◆ Extracted text
Thus, as Professor Douglas Laycock explained in an article published before Masterpiece Cakeshop was decided:
A Christian activist named William Jack, who is not a party to the litigation, smoked out the state of Colorado and forced it to make explicit what is usually left to speculation: the refusal to protect conscientious objectors in these cases is discriminatory and one sided. Colorado protects conscientious objectors who support gay rights or marriage equality, but it does not protect conscientious objectors who oppose marriage equality. Because the law is not applied equally, it is not neutral and generally applicable, and it is therefore subject to strict scrutiny under the Free Exercise Clause.
The subjective process the Colorado Commission applied when deciding whether a conscientious objector has lawfully declined to create a product because of its offensive message is categorically non-neutral. The answer to the question whether it is lawful to reject a product with an offensive message “cannot depend on whether the state, or the court, agrees with the message.” An individualized and subjective process for determining who is exempt from a regulatory burden is not a religiously-neutral process, and therefore, strict scrutiny applies under Lukumi when a religious conscientious objector is denied an exemption.
Public accommodations laws are being weaponized by supporters of same-sex marriage to drive religious conscientious objectors out of business and deprive them of their livelihoods. For example, in Masterpiece Cakeshop, Charlie Craig and Dave Mullins attempted to use Colorado law not only to demand “the right to live their own lives by their own values, but also the right to force religious objectors to assist them in doing so.” The issue was not whether they could obtain a custom wedding cake in the Denver metropolitan marketplace, but whether Jack Phillips must set aside his sincerely held religious beliefs to design a wedding cake celebrating their same-sex wedding.

[Location identification entries]
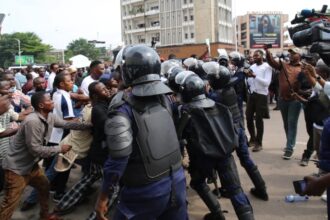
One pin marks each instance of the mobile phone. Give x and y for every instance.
(268, 46)
(299, 186)
(11, 90)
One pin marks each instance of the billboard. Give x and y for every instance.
(25, 60)
(265, 29)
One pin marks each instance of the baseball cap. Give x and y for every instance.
(294, 50)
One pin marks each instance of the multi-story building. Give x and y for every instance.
(258, 28)
(177, 23)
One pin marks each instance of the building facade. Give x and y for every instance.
(176, 22)
(255, 29)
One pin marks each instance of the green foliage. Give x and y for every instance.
(81, 46)
(31, 44)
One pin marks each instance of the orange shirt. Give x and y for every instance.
(292, 73)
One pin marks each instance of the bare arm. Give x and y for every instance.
(271, 61)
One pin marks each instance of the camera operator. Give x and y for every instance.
(289, 106)
(259, 78)
(316, 186)
(315, 110)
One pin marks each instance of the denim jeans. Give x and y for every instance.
(50, 174)
(290, 111)
(15, 185)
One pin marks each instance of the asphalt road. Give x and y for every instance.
(278, 174)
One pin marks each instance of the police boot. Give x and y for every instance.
(259, 190)
(212, 204)
(244, 213)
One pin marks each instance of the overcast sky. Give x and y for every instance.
(58, 22)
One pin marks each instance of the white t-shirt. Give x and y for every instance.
(34, 75)
(63, 108)
(85, 83)
(263, 78)
(51, 81)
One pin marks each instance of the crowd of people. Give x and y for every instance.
(131, 124)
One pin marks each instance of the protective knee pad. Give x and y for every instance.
(209, 199)
(256, 178)
(245, 213)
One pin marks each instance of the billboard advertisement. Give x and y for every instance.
(24, 60)
(265, 29)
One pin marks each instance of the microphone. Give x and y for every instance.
(307, 13)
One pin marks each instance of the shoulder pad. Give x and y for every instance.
(119, 136)
(117, 101)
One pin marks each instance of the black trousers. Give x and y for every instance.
(256, 106)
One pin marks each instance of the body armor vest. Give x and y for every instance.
(228, 97)
(158, 152)
(213, 132)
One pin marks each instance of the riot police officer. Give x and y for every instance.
(143, 146)
(223, 92)
(211, 138)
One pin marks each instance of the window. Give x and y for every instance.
(243, 27)
(154, 7)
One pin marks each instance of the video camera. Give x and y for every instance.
(312, 28)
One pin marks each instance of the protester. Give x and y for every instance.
(21, 164)
(259, 78)
(289, 106)
(96, 71)
(54, 69)
(97, 155)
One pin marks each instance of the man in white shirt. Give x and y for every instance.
(53, 68)
(259, 78)
(96, 71)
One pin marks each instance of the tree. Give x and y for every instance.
(31, 44)
(81, 46)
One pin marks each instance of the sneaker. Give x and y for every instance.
(324, 197)
(57, 197)
(27, 206)
(252, 143)
(304, 162)
(214, 216)
(257, 148)
(287, 155)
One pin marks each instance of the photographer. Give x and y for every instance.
(316, 186)
(259, 78)
(289, 106)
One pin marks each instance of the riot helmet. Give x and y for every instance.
(172, 73)
(223, 57)
(167, 65)
(193, 90)
(218, 76)
(119, 60)
(141, 70)
(190, 63)
(235, 58)
(198, 69)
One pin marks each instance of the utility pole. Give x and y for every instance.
(19, 52)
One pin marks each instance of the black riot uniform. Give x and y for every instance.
(211, 138)
(143, 146)
(223, 92)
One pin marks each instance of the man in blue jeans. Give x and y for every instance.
(289, 106)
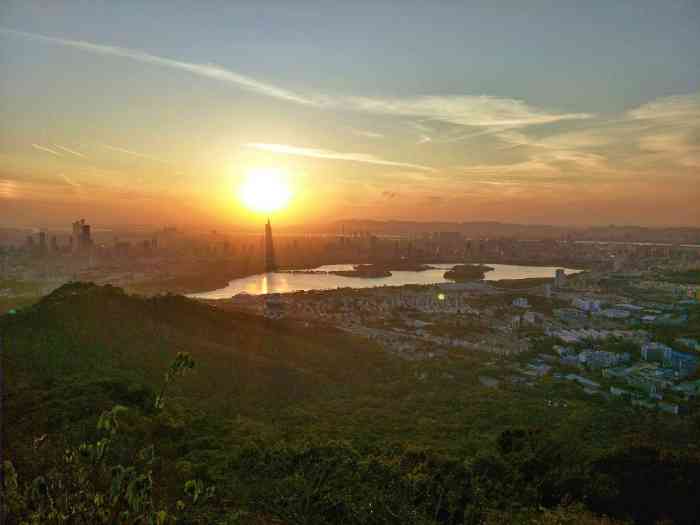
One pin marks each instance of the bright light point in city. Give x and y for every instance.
(265, 190)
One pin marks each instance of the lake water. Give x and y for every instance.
(293, 282)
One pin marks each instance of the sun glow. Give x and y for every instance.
(265, 190)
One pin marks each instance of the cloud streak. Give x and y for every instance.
(203, 70)
(464, 110)
(68, 150)
(47, 150)
(317, 153)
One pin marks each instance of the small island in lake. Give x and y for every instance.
(467, 272)
(364, 270)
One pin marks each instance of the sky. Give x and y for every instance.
(155, 112)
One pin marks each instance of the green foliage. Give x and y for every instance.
(308, 425)
(90, 485)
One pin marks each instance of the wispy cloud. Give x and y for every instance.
(70, 181)
(671, 129)
(317, 153)
(463, 110)
(204, 70)
(136, 154)
(367, 134)
(71, 151)
(47, 150)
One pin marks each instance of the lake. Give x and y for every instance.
(266, 283)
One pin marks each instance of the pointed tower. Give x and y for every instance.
(270, 265)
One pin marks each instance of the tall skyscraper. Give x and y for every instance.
(270, 265)
(43, 248)
(81, 240)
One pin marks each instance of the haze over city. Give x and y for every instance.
(293, 262)
(153, 113)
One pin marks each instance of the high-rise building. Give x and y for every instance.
(559, 278)
(270, 264)
(81, 239)
(43, 249)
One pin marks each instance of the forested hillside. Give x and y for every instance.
(303, 424)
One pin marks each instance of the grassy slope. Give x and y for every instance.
(84, 348)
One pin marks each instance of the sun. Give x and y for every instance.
(265, 190)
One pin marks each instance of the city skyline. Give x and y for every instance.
(567, 116)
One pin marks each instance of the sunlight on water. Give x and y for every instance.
(293, 282)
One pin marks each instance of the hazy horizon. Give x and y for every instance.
(155, 114)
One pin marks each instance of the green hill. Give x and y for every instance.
(305, 424)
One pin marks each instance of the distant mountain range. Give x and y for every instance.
(489, 229)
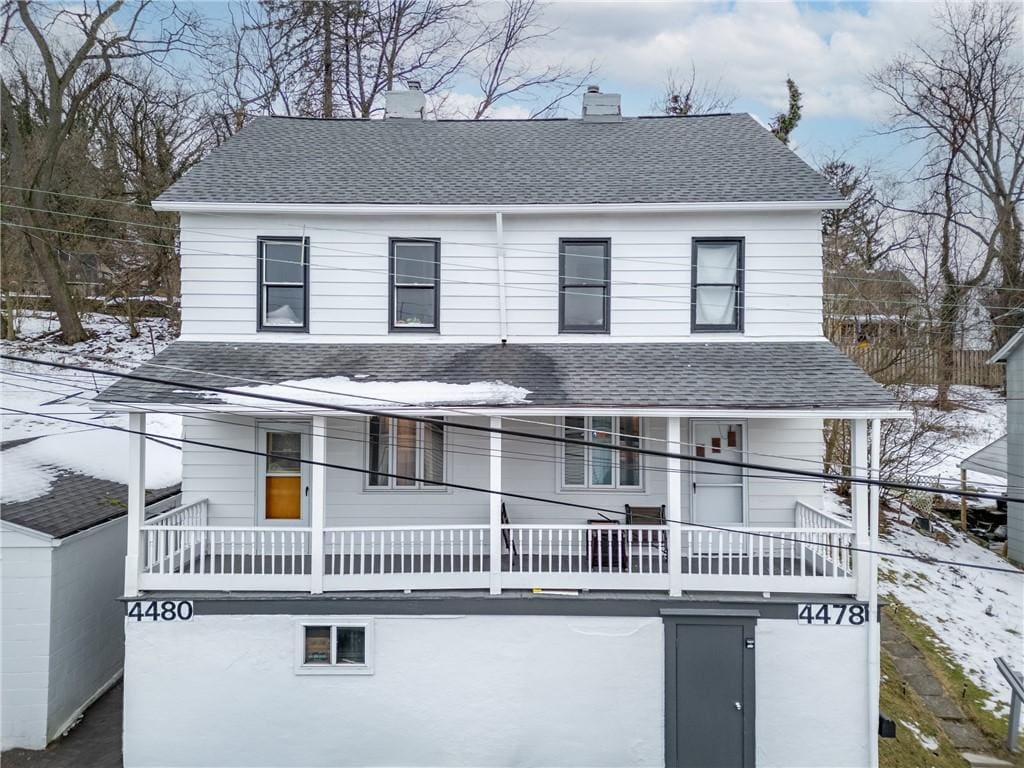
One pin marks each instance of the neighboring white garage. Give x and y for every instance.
(61, 571)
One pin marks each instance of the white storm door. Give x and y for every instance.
(718, 489)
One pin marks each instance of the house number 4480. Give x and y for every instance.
(161, 610)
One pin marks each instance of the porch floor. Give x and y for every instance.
(736, 564)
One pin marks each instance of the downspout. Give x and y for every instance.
(875, 626)
(502, 300)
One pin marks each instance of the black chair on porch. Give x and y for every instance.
(646, 543)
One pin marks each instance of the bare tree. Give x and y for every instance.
(77, 48)
(785, 122)
(337, 58)
(964, 101)
(687, 94)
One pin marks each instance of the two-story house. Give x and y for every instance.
(501, 449)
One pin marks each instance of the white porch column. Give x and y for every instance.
(875, 627)
(495, 486)
(859, 504)
(317, 503)
(136, 499)
(674, 509)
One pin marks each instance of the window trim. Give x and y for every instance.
(261, 285)
(421, 485)
(392, 287)
(367, 625)
(562, 285)
(738, 311)
(588, 486)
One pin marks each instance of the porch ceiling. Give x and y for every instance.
(693, 377)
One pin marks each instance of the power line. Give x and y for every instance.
(529, 286)
(524, 497)
(528, 435)
(644, 438)
(148, 208)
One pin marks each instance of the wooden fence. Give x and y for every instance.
(921, 367)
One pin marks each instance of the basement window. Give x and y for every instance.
(334, 647)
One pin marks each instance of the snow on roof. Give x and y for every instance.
(30, 470)
(990, 460)
(341, 390)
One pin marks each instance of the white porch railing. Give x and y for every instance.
(586, 556)
(406, 557)
(179, 550)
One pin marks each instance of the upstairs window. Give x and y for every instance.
(399, 446)
(584, 276)
(597, 467)
(416, 275)
(284, 284)
(717, 292)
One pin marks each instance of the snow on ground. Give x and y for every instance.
(929, 742)
(27, 471)
(977, 614)
(340, 390)
(980, 418)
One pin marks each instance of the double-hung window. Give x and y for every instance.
(717, 278)
(596, 466)
(416, 278)
(584, 278)
(284, 284)
(403, 454)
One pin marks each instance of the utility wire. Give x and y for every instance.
(528, 435)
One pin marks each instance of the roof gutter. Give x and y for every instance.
(491, 210)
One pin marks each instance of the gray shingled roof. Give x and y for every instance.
(706, 159)
(75, 503)
(760, 375)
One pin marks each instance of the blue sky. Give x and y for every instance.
(750, 47)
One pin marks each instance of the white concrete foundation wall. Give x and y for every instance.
(468, 690)
(86, 632)
(25, 643)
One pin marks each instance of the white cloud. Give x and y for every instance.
(751, 46)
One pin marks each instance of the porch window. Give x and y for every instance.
(399, 446)
(597, 467)
(284, 284)
(717, 292)
(416, 275)
(334, 648)
(585, 274)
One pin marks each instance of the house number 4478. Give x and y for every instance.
(161, 610)
(850, 614)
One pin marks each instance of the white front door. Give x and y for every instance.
(283, 477)
(718, 493)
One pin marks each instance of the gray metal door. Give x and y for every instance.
(709, 691)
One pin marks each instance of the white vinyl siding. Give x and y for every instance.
(650, 274)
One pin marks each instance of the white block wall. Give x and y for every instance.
(470, 690)
(25, 643)
(87, 632)
(228, 479)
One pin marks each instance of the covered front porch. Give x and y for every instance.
(507, 511)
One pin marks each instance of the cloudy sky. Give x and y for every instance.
(751, 48)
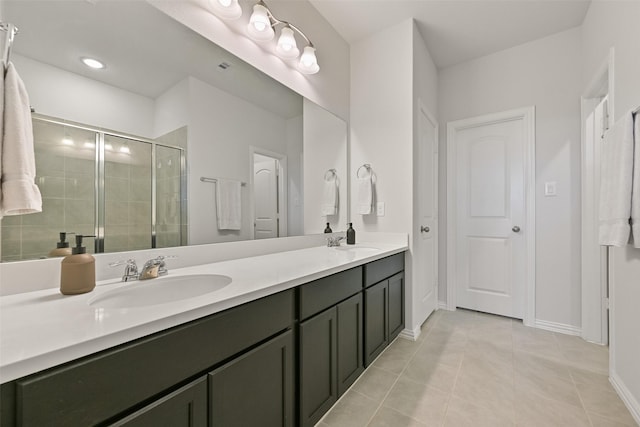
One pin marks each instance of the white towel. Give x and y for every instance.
(329, 204)
(635, 195)
(228, 204)
(365, 194)
(19, 194)
(616, 181)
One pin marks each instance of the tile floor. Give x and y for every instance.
(474, 369)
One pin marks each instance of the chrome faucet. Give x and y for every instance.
(130, 269)
(334, 241)
(153, 268)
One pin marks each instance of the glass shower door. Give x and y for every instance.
(128, 193)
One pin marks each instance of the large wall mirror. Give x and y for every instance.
(150, 150)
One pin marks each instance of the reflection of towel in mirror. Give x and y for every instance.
(329, 198)
(365, 194)
(635, 195)
(19, 194)
(616, 181)
(228, 204)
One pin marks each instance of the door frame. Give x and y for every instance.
(282, 189)
(527, 115)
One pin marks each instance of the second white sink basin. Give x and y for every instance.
(161, 290)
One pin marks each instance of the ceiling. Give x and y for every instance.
(456, 31)
(146, 51)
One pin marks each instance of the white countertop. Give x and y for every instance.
(42, 329)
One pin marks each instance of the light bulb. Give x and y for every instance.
(259, 27)
(308, 62)
(287, 47)
(226, 9)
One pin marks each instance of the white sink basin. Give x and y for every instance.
(356, 248)
(161, 290)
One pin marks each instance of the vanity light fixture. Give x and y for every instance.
(92, 63)
(261, 28)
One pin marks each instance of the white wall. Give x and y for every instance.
(390, 71)
(329, 88)
(545, 73)
(614, 24)
(221, 129)
(58, 93)
(324, 148)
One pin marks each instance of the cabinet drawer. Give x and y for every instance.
(328, 291)
(377, 271)
(99, 387)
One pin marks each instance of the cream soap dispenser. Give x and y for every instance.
(78, 271)
(62, 247)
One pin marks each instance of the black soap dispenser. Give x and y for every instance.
(351, 235)
(62, 247)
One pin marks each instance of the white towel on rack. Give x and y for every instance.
(635, 189)
(365, 193)
(616, 183)
(19, 194)
(228, 204)
(329, 204)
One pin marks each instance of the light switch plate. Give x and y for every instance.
(550, 188)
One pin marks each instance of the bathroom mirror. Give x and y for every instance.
(135, 151)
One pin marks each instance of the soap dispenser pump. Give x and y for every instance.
(62, 247)
(351, 235)
(78, 270)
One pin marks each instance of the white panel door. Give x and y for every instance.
(427, 241)
(490, 218)
(265, 197)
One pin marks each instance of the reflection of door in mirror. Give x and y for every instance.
(126, 191)
(265, 196)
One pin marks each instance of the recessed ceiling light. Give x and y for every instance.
(93, 63)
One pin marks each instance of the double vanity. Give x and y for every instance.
(269, 340)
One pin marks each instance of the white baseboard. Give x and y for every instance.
(629, 400)
(557, 327)
(410, 334)
(443, 306)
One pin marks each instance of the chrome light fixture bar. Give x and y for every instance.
(261, 28)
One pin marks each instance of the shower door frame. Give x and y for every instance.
(99, 178)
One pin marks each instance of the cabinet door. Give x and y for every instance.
(255, 389)
(375, 321)
(396, 305)
(318, 363)
(349, 326)
(186, 407)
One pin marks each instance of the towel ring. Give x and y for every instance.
(333, 173)
(367, 166)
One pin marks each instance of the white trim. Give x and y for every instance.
(560, 328)
(626, 396)
(527, 115)
(410, 334)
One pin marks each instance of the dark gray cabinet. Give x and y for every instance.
(186, 407)
(255, 389)
(318, 366)
(383, 304)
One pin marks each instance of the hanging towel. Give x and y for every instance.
(616, 181)
(635, 194)
(228, 204)
(330, 197)
(365, 194)
(19, 194)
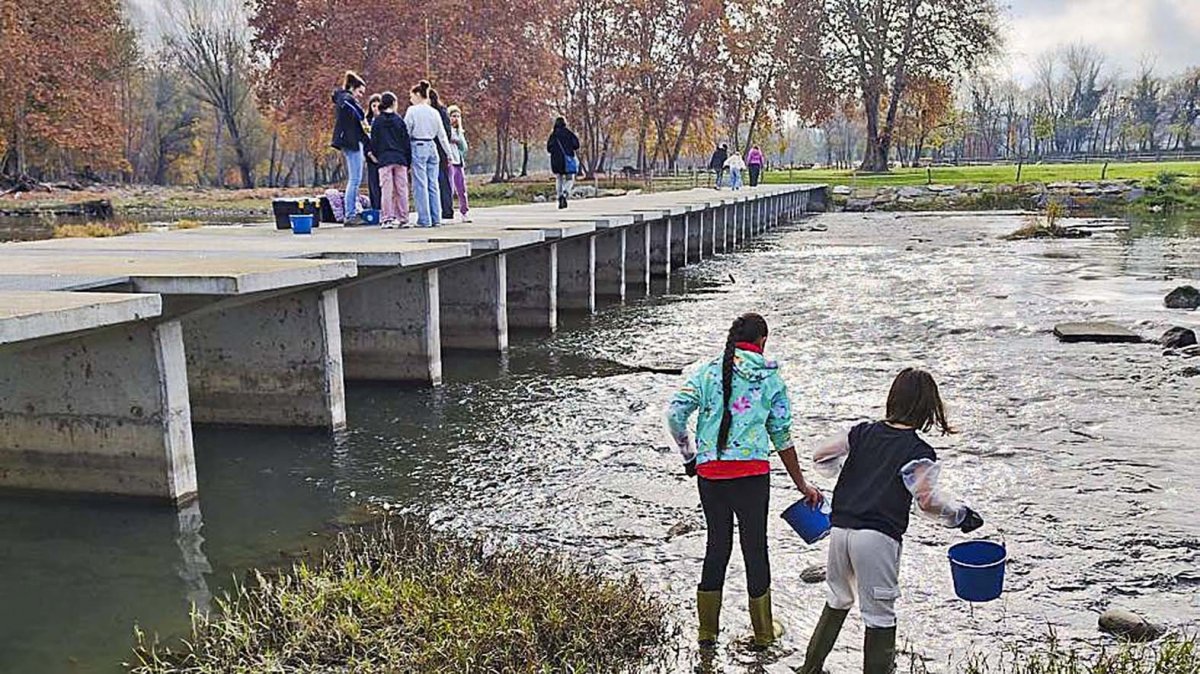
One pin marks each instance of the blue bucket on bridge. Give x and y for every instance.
(811, 523)
(978, 570)
(301, 223)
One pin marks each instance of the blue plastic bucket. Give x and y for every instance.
(811, 523)
(301, 224)
(978, 570)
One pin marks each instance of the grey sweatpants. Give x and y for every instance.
(867, 564)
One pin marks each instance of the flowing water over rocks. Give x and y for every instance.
(1081, 457)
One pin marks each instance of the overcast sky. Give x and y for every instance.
(1125, 31)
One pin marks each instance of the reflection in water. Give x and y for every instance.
(1081, 457)
(195, 565)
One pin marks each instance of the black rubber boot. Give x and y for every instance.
(880, 650)
(823, 638)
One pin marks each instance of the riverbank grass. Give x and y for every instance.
(397, 596)
(993, 174)
(1177, 654)
(97, 229)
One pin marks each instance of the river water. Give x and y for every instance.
(1081, 457)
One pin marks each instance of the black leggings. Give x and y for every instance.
(748, 499)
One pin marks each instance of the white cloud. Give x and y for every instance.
(1125, 31)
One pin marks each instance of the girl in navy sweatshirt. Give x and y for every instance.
(882, 465)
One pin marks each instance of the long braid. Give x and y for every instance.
(723, 435)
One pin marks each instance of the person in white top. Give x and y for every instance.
(736, 164)
(425, 128)
(459, 160)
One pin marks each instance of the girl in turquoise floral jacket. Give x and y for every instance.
(743, 413)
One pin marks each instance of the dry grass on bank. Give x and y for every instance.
(1179, 654)
(97, 229)
(401, 597)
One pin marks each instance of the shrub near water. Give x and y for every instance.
(400, 597)
(1173, 655)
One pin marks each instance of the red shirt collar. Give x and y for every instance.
(749, 347)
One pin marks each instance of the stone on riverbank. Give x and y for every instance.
(814, 575)
(1128, 625)
(1098, 332)
(1182, 298)
(1177, 338)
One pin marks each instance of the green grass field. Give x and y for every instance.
(991, 174)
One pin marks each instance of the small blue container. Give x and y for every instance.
(301, 224)
(978, 570)
(811, 523)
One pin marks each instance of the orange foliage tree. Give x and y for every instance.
(60, 64)
(771, 62)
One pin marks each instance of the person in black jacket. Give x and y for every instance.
(349, 137)
(885, 467)
(394, 151)
(372, 164)
(717, 164)
(447, 194)
(562, 146)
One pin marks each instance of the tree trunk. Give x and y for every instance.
(499, 152)
(270, 168)
(875, 157)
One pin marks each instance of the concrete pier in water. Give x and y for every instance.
(112, 348)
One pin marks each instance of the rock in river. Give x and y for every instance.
(1128, 625)
(1102, 332)
(814, 573)
(1183, 298)
(1177, 338)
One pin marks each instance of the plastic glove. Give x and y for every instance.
(690, 468)
(971, 522)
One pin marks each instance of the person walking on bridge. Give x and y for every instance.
(755, 160)
(562, 145)
(743, 411)
(717, 163)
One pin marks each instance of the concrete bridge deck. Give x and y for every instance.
(112, 348)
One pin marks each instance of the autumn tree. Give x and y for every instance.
(208, 42)
(921, 113)
(60, 64)
(667, 67)
(585, 37)
(771, 62)
(877, 48)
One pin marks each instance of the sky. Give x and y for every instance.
(1167, 32)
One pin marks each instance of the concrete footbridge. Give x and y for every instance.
(111, 349)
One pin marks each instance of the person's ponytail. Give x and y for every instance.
(731, 341)
(747, 328)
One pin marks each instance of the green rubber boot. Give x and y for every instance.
(880, 650)
(766, 630)
(823, 638)
(708, 608)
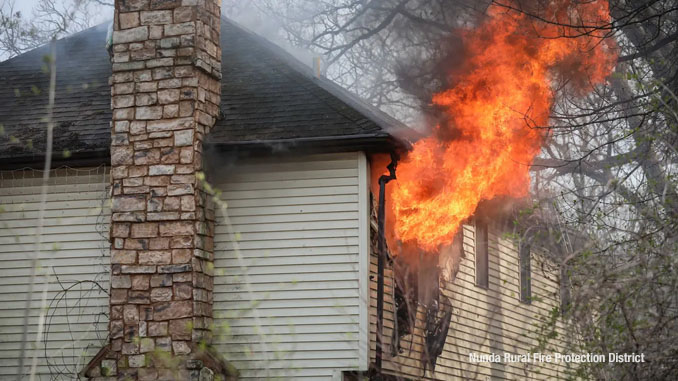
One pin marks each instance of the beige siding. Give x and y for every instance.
(74, 258)
(290, 306)
(483, 321)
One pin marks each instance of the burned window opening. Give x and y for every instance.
(482, 255)
(525, 273)
(381, 248)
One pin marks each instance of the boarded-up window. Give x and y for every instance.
(525, 274)
(482, 262)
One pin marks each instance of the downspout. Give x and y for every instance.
(382, 258)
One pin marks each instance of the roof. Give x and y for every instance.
(268, 99)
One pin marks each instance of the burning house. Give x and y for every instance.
(216, 210)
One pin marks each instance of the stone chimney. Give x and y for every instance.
(165, 90)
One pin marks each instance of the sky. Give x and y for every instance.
(26, 7)
(249, 19)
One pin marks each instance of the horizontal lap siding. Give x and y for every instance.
(287, 302)
(74, 256)
(483, 321)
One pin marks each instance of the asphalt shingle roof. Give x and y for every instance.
(267, 96)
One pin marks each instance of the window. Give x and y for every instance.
(525, 274)
(482, 262)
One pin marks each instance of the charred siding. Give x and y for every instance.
(491, 320)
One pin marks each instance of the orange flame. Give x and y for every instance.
(503, 94)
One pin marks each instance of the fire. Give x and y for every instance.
(491, 129)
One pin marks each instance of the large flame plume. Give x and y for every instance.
(494, 116)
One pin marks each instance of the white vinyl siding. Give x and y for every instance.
(289, 304)
(73, 265)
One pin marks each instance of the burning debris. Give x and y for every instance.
(491, 124)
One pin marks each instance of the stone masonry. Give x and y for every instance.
(165, 91)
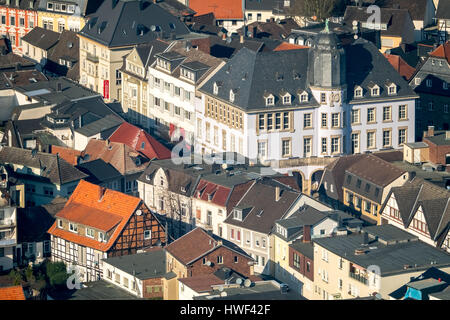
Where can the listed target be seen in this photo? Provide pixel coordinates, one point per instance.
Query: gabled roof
(222, 10)
(53, 168)
(97, 207)
(265, 210)
(443, 51)
(123, 158)
(404, 69)
(185, 252)
(12, 293)
(433, 200)
(119, 23)
(41, 38)
(137, 138)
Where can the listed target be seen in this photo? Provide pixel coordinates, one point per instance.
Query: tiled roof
(53, 168)
(122, 157)
(223, 10)
(68, 154)
(41, 38)
(404, 69)
(137, 138)
(443, 51)
(289, 46)
(12, 293)
(89, 207)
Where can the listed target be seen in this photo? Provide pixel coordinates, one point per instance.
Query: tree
(321, 9)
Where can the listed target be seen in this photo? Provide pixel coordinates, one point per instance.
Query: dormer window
(237, 214)
(270, 100)
(375, 91)
(287, 99)
(392, 89)
(231, 96)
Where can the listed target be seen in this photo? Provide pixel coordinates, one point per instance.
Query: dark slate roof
(41, 38)
(33, 222)
(119, 23)
(305, 248)
(108, 122)
(99, 171)
(443, 10)
(439, 138)
(54, 169)
(435, 203)
(146, 265)
(257, 74)
(395, 19)
(264, 209)
(84, 7)
(391, 258)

◆ Exercise tasks
A: Using the passage on Masterpiece Cakeshop, say whether each statement agrees with it. For each one, answer yes or no and quote the deciding words. (i) William Jack was a party to the litigation. (ii) Colorado protects conscientious objectors who support marriage equality. (iii) Professor Douglas Laycock's article was published after Masterpiece Cakeshop was decided.
B: In the passage on Masterpiece Cakeshop, who tried to use Colorado law in that case?
C: Retype the passage on Masterpiece Cakeshop from "The subjective process" up to and including "denied an exemption.".

◆ Solutions
A:
(i) No: "who is not a party to the litigation"
(ii) Yes: "Colorado protects conscientious objectors who support gay rights or marriage equality"
(iii) No: "in an article published before Masterpiece Cakeshop was decided"

B: Charlie Craig and Dave Mullins.

C:
The subjective process the Colorado Commission applied when deciding whether a conscientious objector has lawfully declined to create a product because of its offensive message is categorically non-neutral. The answer to the question whether it is lawful to reject a product with an offensive message “cannot depend on whether the state, or the court, agrees with the message.” An individualized and subjective process for determining who is exempt from a regulatory burden is not a religiously-neutral process, and therefore, strict scrutiny applies under Lukumi when a religious conscientious objector is denied an exemption.